● **Texte à lire**:
============

N’en déplaise à M. Clarke, je soutiens qu’il n’y a aucune différence entre un systême de matière tel que je le suppose dans l’objection précédente, & un être immatériel étendu. Quoique toute la matière soit composée de parties qui ne dépendent point nécessairement les unes des autres pour leur existence, cependant un systême de matière tel que je l’ai supposé ne peut pas plus être divisé par les causes naturelles qu’un être immatériel. Or M. Clarke est si éloigné de nier ma supposition qu’il la réduit en fait, en disant qu’il y a des particules de matière qu’aucune puissance naturelle ne sauroit diviser. Or s’il y a des systêmes de matière qu’aucune force naturelle ne puisse diviser, quoiqu’ils puissent être divisés par la puissance divine, il n’y a entre eux & les êtres immatériels finis, aucune différence au premier égard.

Quant au second qui consiste à pouvoir ou à ne pouvoir pas être divisés par la puissance de Dieu, je ne vois encore aucune différence entre de tels systêmes de matière & les êtres immateriels finis supposés étendus. Tous les êtres finis étendus, soit matériels ou immatériels, résultent d’une quantité de parties tellement disposées que la partie d’un côté n’est pas celle de l’autre. C’est une continuité de la même substance. Je ne vois pas pourquoi une substance ainsi continue ne seroit pas divisible. Que M. Clarke nous fasse voir par quelle raison une substance solide continue peut être divisée par la puissance de Dieu, & cette raison prouvera la même divisibilité de toute autre substance continue.

============

● **Documents fournis**:
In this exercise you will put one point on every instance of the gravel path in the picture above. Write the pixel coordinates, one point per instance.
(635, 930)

============

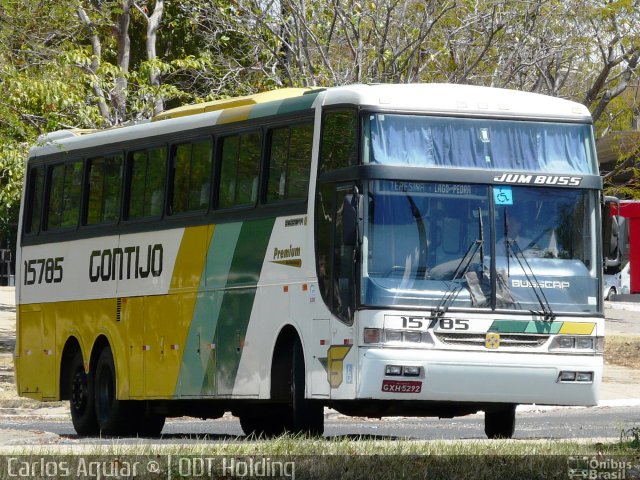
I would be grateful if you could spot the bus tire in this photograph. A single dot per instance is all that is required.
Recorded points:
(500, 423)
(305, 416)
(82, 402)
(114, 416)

============

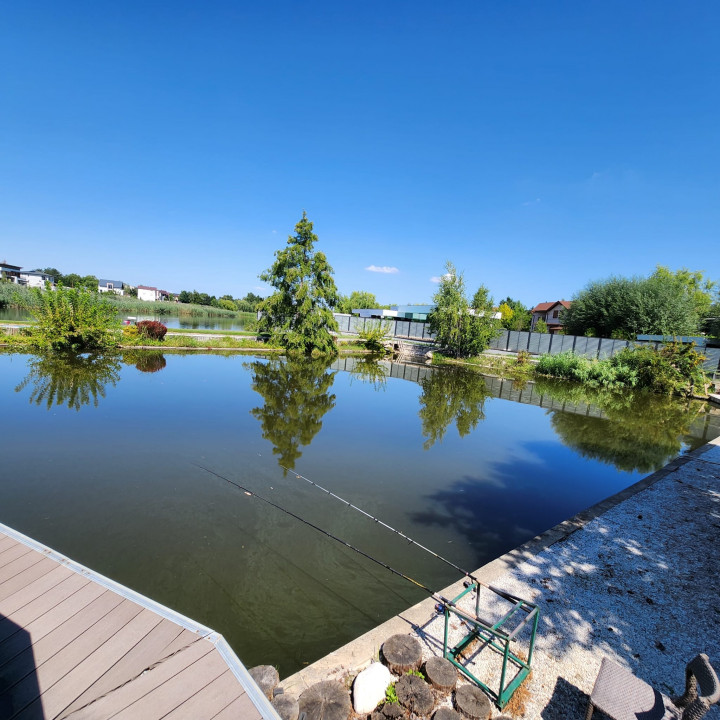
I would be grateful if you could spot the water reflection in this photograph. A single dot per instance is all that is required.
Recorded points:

============

● **Exercice A**:
Répondez à ces questions sur le texte consacré à la divisibilité de la matière :
(i) Que dit M. Clarke de certaines particules de matière ?
(ii) En quoi consiste le second égard examiné ?
(iii) De quoi résultent tous les êtres finis étendus ?
● **Exercice B**: Prolongez le texte sur la divisibilité de la matière à partir de sa dernière phrase.
Les entrées forment un ensemble distinct du texte à lire.

● **Réponse A**:
(i) Il dit qu'aucune puissance naturelle ne saurait les diviser.
(ii) Il consiste à pouvoir ou à ne pouvoir pas être divisés par la puissance de Dieu.
(iii) Ils résultent d'une quantité de parties tellement disposées que la partie d'un côté n'est pas celle de l'autre.

● **Réponse B**:
Supposons que l’ame a quatre pouces quarrés d’étendue : cette supposition devient raisonnable dès que l’on regarde l’ame comme une substance étendue. Je demande donc à M. Clarke si le dégré de l’étendue de l’ame ne dépendoit pas autant de Dieu, lorsqu’il créa cette substance pensante, que celui de la grandeur de toute particule de matière reconnue pour indivisible par aucune cause naturelle. Dieu n’auroit-il pas pu ne lui donner que deux pouces d’étendue, s’il avoit voulu, comme il pouvoit diminuer la masse des particules de la matière ? Je suppose que M. Clarke m’accordera l’un & l’autre. Or, si Dieu peut faire des êtres immatériels de différentes dimensions, qui peut l’empêcher de diminuer à-présent l’étendue qu’il donna à un être immatériel en le créant, sans l’empêche également de diminuer la grandeur qu’il donna à un solide continu en le créant ? Il me semble qu’un pouce d’étendue du côté droit d’un être immatériel ne dépend pas plus, quant à son existence, d’un pouce d’étendue du côté gauche, que chaque côté d’une particule de matière parfaitement solide ne dépend de l’autre au même égard. Nous avons donc découvert dans les êtres immatériels une propriété qui suppose la divisibilité, comme nous en connoissons de pareilles dans la matière. L’étendue continue rend l’être qui la possède aussi réellement divisible que la solidité continue.

» On peut démontrer, ajoute M. Clarke, que les parties connues de l’espace sont absolument indivisibles ; de sorte qu’il n’est pas difficile de comprendre que les êtres immatériels étendus soient pareillement indivisibles ».

Quand même on pourroit démontrer que les parties connues de l’espace sont absolument indivisibles, il ne s’ensuivroit pas qu’il fut aisé de s’imaginer qu’une substance immatérielle pût être pareillement indivisible. L’espace est supposé infiniment étendu, parce qu’il n’est autre chose que l’absence ou la place des corps, au-lieu qu’un être immatériel est quelque chose d’étendu & de fini.

Cependant si Dieu peut diviser tous les êtres finis étendus, tout ce que M. Clarke allègue en preuve de l’incapacité de penser qu’il attribue à la matière, aura la même force pour prouver que l’être immatériel ne peut pas penser. On s’en convaincra par les paroles même de ce savant théologien en substituant seulement le terme de matière ou d’être matériel, à celui d’ame ou d’être immatériel étendu.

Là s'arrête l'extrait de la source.